• [Data in this exercise]:
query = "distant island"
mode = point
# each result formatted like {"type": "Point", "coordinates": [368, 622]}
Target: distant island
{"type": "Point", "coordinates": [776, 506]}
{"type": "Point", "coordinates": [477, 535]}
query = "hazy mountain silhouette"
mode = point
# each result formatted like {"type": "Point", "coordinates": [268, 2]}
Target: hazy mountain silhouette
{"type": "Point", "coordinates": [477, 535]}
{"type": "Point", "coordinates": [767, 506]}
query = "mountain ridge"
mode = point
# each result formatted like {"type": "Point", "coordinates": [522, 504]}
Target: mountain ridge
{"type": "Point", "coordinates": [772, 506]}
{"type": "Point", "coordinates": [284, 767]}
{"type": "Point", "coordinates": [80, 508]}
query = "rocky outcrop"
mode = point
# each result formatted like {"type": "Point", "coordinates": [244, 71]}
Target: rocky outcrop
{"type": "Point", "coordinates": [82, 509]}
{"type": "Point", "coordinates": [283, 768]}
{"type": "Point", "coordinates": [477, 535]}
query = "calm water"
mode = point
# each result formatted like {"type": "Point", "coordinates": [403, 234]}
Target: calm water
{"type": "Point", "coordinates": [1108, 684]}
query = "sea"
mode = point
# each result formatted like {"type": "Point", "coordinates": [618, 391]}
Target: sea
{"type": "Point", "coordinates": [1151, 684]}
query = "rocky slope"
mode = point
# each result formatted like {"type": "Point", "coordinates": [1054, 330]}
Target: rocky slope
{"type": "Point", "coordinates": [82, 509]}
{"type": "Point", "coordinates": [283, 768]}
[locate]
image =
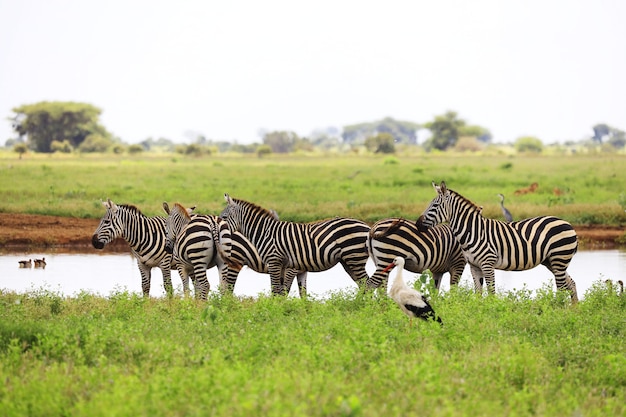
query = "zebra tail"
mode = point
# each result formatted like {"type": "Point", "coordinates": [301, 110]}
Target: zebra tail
{"type": "Point", "coordinates": [397, 223]}
{"type": "Point", "coordinates": [218, 245]}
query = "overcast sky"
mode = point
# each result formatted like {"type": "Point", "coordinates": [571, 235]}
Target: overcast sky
{"type": "Point", "coordinates": [227, 69]}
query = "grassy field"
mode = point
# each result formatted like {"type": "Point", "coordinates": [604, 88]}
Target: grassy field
{"type": "Point", "coordinates": [349, 355]}
{"type": "Point", "coordinates": [592, 188]}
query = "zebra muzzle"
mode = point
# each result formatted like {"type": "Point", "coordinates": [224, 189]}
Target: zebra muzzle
{"type": "Point", "coordinates": [96, 242]}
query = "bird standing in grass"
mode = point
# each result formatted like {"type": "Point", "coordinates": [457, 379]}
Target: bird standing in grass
{"type": "Point", "coordinates": [507, 214]}
{"type": "Point", "coordinates": [410, 301]}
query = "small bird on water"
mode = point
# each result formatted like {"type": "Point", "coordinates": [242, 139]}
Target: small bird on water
{"type": "Point", "coordinates": [410, 301]}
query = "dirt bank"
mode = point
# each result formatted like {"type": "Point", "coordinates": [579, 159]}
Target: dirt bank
{"type": "Point", "coordinates": [27, 231]}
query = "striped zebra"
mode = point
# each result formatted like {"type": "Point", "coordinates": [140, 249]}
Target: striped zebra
{"type": "Point", "coordinates": [186, 232]}
{"type": "Point", "coordinates": [313, 247]}
{"type": "Point", "coordinates": [197, 243]}
{"type": "Point", "coordinates": [144, 235]}
{"type": "Point", "coordinates": [490, 244]}
{"type": "Point", "coordinates": [435, 249]}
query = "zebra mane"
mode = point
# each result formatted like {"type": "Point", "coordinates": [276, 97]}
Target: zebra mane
{"type": "Point", "coordinates": [467, 201]}
{"type": "Point", "coordinates": [131, 208]}
{"type": "Point", "coordinates": [182, 210]}
{"type": "Point", "coordinates": [256, 208]}
{"type": "Point", "coordinates": [397, 223]}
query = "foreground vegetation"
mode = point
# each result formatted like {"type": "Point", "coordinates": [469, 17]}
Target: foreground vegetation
{"type": "Point", "coordinates": [581, 189]}
{"type": "Point", "coordinates": [345, 355]}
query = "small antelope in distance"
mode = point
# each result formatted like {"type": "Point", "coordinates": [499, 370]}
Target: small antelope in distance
{"type": "Point", "coordinates": [530, 189]}
{"type": "Point", "coordinates": [25, 264]}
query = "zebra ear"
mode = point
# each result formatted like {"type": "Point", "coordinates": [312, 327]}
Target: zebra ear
{"type": "Point", "coordinates": [109, 205]}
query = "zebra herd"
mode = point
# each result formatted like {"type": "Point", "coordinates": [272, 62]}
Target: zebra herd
{"type": "Point", "coordinates": [450, 233]}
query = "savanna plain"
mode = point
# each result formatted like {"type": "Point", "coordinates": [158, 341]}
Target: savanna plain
{"type": "Point", "coordinates": [347, 354]}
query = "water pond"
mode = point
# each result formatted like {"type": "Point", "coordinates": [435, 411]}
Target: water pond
{"type": "Point", "coordinates": [107, 273]}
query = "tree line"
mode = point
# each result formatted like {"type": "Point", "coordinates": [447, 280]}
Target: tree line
{"type": "Point", "coordinates": [48, 127]}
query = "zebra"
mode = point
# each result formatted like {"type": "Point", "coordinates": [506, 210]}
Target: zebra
{"type": "Point", "coordinates": [197, 243]}
{"type": "Point", "coordinates": [144, 235]}
{"type": "Point", "coordinates": [435, 249]}
{"type": "Point", "coordinates": [313, 247]}
{"type": "Point", "coordinates": [242, 251]}
{"type": "Point", "coordinates": [490, 244]}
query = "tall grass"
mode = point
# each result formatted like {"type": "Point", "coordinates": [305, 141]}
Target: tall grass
{"type": "Point", "coordinates": [309, 188]}
{"type": "Point", "coordinates": [345, 355]}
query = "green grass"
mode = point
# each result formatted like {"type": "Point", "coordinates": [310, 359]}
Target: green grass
{"type": "Point", "coordinates": [347, 355]}
{"type": "Point", "coordinates": [305, 188]}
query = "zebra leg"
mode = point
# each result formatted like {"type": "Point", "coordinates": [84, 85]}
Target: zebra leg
{"type": "Point", "coordinates": [565, 282]}
{"type": "Point", "coordinates": [202, 283]}
{"type": "Point", "coordinates": [490, 279]}
{"type": "Point", "coordinates": [166, 269]}
{"type": "Point", "coordinates": [477, 275]}
{"type": "Point", "coordinates": [184, 277]}
{"type": "Point", "coordinates": [230, 278]}
{"type": "Point", "coordinates": [145, 272]}
{"type": "Point", "coordinates": [357, 272]}
{"type": "Point", "coordinates": [301, 277]}
{"type": "Point", "coordinates": [437, 277]}
{"type": "Point", "coordinates": [377, 279]}
{"type": "Point", "coordinates": [276, 272]}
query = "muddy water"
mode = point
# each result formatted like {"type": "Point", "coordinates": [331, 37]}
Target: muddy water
{"type": "Point", "coordinates": [72, 273]}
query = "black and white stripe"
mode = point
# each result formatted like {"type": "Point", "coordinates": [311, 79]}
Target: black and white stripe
{"type": "Point", "coordinates": [490, 244]}
{"type": "Point", "coordinates": [435, 249]}
{"type": "Point", "coordinates": [144, 235]}
{"type": "Point", "coordinates": [315, 246]}
{"type": "Point", "coordinates": [197, 243]}
{"type": "Point", "coordinates": [192, 240]}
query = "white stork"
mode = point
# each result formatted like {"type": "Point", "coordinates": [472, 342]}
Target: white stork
{"type": "Point", "coordinates": [411, 301]}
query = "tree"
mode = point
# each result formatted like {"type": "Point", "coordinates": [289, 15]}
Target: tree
{"type": "Point", "coordinates": [600, 131]}
{"type": "Point", "coordinates": [45, 122]}
{"type": "Point", "coordinates": [20, 148]}
{"type": "Point", "coordinates": [281, 141]}
{"type": "Point", "coordinates": [381, 143]}
{"type": "Point", "coordinates": [445, 129]}
{"type": "Point", "coordinates": [480, 133]}
{"type": "Point", "coordinates": [401, 131]}
{"type": "Point", "coordinates": [528, 144]}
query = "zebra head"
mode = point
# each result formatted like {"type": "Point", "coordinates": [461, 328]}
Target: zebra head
{"type": "Point", "coordinates": [232, 213]}
{"type": "Point", "coordinates": [177, 218]}
{"type": "Point", "coordinates": [438, 211]}
{"type": "Point", "coordinates": [110, 227]}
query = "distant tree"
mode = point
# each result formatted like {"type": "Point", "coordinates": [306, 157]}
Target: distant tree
{"type": "Point", "coordinates": [468, 144]}
{"type": "Point", "coordinates": [135, 149]}
{"type": "Point", "coordinates": [445, 131]}
{"type": "Point", "coordinates": [600, 131]}
{"type": "Point", "coordinates": [381, 143]}
{"type": "Point", "coordinates": [528, 144]}
{"type": "Point", "coordinates": [20, 148]}
{"type": "Point", "coordinates": [63, 147]}
{"type": "Point", "coordinates": [480, 133]}
{"type": "Point", "coordinates": [263, 150]}
{"type": "Point", "coordinates": [401, 131]}
{"type": "Point", "coordinates": [617, 139]}
{"type": "Point", "coordinates": [281, 141]}
{"type": "Point", "coordinates": [45, 122]}
{"type": "Point", "coordinates": [94, 143]}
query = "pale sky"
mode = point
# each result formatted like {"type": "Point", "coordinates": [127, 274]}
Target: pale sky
{"type": "Point", "coordinates": [227, 69]}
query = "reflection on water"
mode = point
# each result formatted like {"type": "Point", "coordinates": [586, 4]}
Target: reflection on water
{"type": "Point", "coordinates": [106, 272]}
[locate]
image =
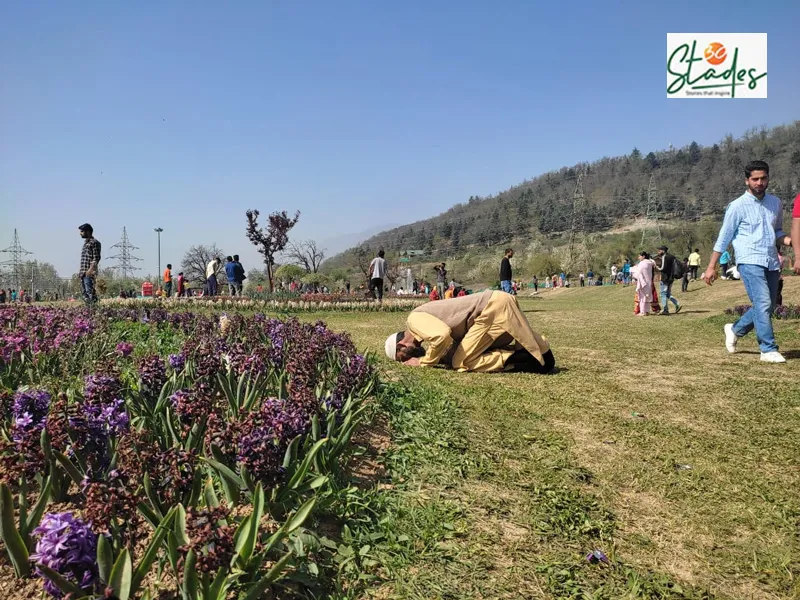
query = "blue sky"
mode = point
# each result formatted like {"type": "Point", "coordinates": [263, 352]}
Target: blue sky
{"type": "Point", "coordinates": [184, 114]}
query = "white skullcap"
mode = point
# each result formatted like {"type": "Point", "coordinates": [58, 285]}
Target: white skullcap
{"type": "Point", "coordinates": [391, 346]}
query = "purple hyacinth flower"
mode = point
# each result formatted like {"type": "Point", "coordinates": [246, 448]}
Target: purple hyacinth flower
{"type": "Point", "coordinates": [177, 361]}
{"type": "Point", "coordinates": [124, 349]}
{"type": "Point", "coordinates": [68, 546]}
{"type": "Point", "coordinates": [35, 403]}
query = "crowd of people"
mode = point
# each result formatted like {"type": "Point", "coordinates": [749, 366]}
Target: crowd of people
{"type": "Point", "coordinates": [752, 226]}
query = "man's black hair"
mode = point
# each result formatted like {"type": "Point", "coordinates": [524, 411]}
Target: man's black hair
{"type": "Point", "coordinates": [755, 165]}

• [Exercise requirements]: Repeat the lines from the line containing "Target: pale sky" through the end of the material above exactly, with no pictures and nothing else.

• [Result]:
Target: pale sky
{"type": "Point", "coordinates": [227, 69]}
query = "reflection on water"
mode = point
# each result formatted like {"type": "Point", "coordinates": [586, 4]}
Target: reflection on water
{"type": "Point", "coordinates": [106, 272]}
[locate]
image =
query = "blue sky"
mode = point
# each result formatted like {"type": "Point", "coordinates": [263, 352]}
Target: blue sky
{"type": "Point", "coordinates": [184, 114]}
query = "white skullcap"
mode = point
# each result formatted like {"type": "Point", "coordinates": [58, 285]}
Target: white skullcap
{"type": "Point", "coordinates": [391, 346]}
query = "purple hyacinth flower"
mode = point
# each result formatted like {"type": "Point", "coordinates": [246, 448]}
Target: purple hyacinth flower
{"type": "Point", "coordinates": [177, 361]}
{"type": "Point", "coordinates": [124, 349]}
{"type": "Point", "coordinates": [68, 546]}
{"type": "Point", "coordinates": [35, 403]}
query = "crowd of people"
mode = point
# each result formatted like {"type": "Point", "coordinates": [749, 366]}
Target: crowd of people
{"type": "Point", "coordinates": [752, 226]}
query = "man's black hair"
mode = point
# each result formatted like {"type": "Point", "coordinates": [524, 411]}
Target: man's black hair
{"type": "Point", "coordinates": [755, 165]}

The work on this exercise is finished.